## Texto de apoio
-*-

Estilo de vida
05/11/2019 às 02:00•3 min de leitura
Todo mundo que está lendo essa matéria já passou por aquela fase de trocar os dentes. Cai um, caem dois, de repente uma “janelinha” se forma, mas o resto continua ali, esperando sua vez. Para os seres humanos, a troca é gradativa e cada dente tem seu lugar nessa “fila”, mas uma espécie não tem assim tanta paciência e a substituição é menos suave.
Qual é o animal que troca todos os dentes de uma só vez? A piranha. Há alguns anos, os cientistas descobriram que esse peixe perde todos os dentes de um lado de boca ao mesmo tempo, o que torna mais rápida a substituição por novos e afiados dentes para roer as presas. Mas a descoberta estava só no campo da teoria, sem nenhum espécime para comprová-la e ainda nenhum documento apontando para uma piranha sem um bloco inteiro de dentes.
Mas a tecnologia está aqui para ajudar e foi graças a ela que os pesquisadores conseguiram provar a teoria e mostrar que a piranha – assim como os pacus – substitui todos os dentes de um mesmo lado de uma só vez e várias vezes ao longo da vida.

-*-

## Questões de estudo
(a) Copie do texto sobre a piranha o trecho compreendido entre "Mas a tecnologia" e "longo da vida.", inclusive.
(b) Continue o texto sobre a piranha a partir do ponto em que ele termina.
Os itens constituem material independente do texto sobre a piranha.

-*-

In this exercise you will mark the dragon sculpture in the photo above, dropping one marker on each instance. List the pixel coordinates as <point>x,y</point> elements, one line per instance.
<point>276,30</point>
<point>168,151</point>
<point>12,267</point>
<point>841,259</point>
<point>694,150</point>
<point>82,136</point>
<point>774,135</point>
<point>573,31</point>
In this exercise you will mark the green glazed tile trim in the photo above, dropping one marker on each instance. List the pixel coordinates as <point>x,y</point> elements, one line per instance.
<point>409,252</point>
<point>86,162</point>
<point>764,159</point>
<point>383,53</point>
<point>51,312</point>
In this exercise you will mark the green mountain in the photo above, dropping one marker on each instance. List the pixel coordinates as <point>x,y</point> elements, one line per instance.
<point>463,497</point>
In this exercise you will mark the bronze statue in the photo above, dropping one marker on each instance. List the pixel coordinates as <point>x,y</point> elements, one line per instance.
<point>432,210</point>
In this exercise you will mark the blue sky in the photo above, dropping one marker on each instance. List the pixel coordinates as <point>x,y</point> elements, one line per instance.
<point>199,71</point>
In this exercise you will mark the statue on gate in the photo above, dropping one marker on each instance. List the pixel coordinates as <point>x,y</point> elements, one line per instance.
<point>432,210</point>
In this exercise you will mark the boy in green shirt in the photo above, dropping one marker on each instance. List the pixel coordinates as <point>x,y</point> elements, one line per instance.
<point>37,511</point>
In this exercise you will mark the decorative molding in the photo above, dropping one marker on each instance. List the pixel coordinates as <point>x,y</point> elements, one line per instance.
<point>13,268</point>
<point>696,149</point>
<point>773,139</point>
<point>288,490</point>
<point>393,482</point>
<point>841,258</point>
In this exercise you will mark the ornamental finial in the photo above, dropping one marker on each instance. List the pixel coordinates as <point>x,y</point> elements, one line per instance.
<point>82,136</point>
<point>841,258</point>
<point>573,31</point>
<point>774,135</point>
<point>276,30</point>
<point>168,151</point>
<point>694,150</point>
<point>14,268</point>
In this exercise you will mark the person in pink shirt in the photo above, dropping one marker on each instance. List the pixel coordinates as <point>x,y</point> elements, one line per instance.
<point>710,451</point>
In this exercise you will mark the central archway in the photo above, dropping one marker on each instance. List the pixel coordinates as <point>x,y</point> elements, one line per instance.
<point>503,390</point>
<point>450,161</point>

-*-

## Respostas por item
(a)
Mas a tecnologia está aqui para ajudar e foi graças a ela que os pesquisadores conseguiram provar a teoria e mostrar que a piranha – assim como os pacus – substitui todos os dentes de um mesmo lado de uma só vez e várias vezes ao longo da vida.

(b)
O autor sênior da pesquisa e professor de biologia e ciências da água e da pesca do Laboratório Friday Harbor da Universidade de Washington Adam Summers explica que os dentes formam um bloco sólido que se perde ao mesmo tempo em um lado do rosto do peixe. “Os dentes novos usam os antigos como ‘chapéus’ até que estejam prontos. Portanto, as piranhas nunca ficam desdentadas, embora estejam constantemente substituindo dentes sem brilho por novos e afiados”, diz.
A descoberta também ajudou os pesquisadores a entenderem por que os peixes empregam essa mesma tática. Utilizando uma técnica de imagem avançada, eles puderam ver os contornos e a topografia dos dentes de várias amostras de peixes e descobriram que os dentes de cada lado estavam interligados, formando dois blocos fortes.
O pesquisador Matthew Kolmann explica que com os dentes interligados, ao utilizar demais um apenas a ponto de desgastá-lo, é como se quebrasse uma linha de montagem. “Todos eles têm que trabalhar juntos de forma coordenada”, ressalta.
Os pesquisadores explicam que essa ligação entre os dentes permite que o estresse ao mastigar seja distribuído de maneira uniforme. “A piranha e o pacu possuem muita diversidade na maneira de união dos dentes e isso parece estar relacionado a como os dentes são usados”, explica o coautor Karly Cohen.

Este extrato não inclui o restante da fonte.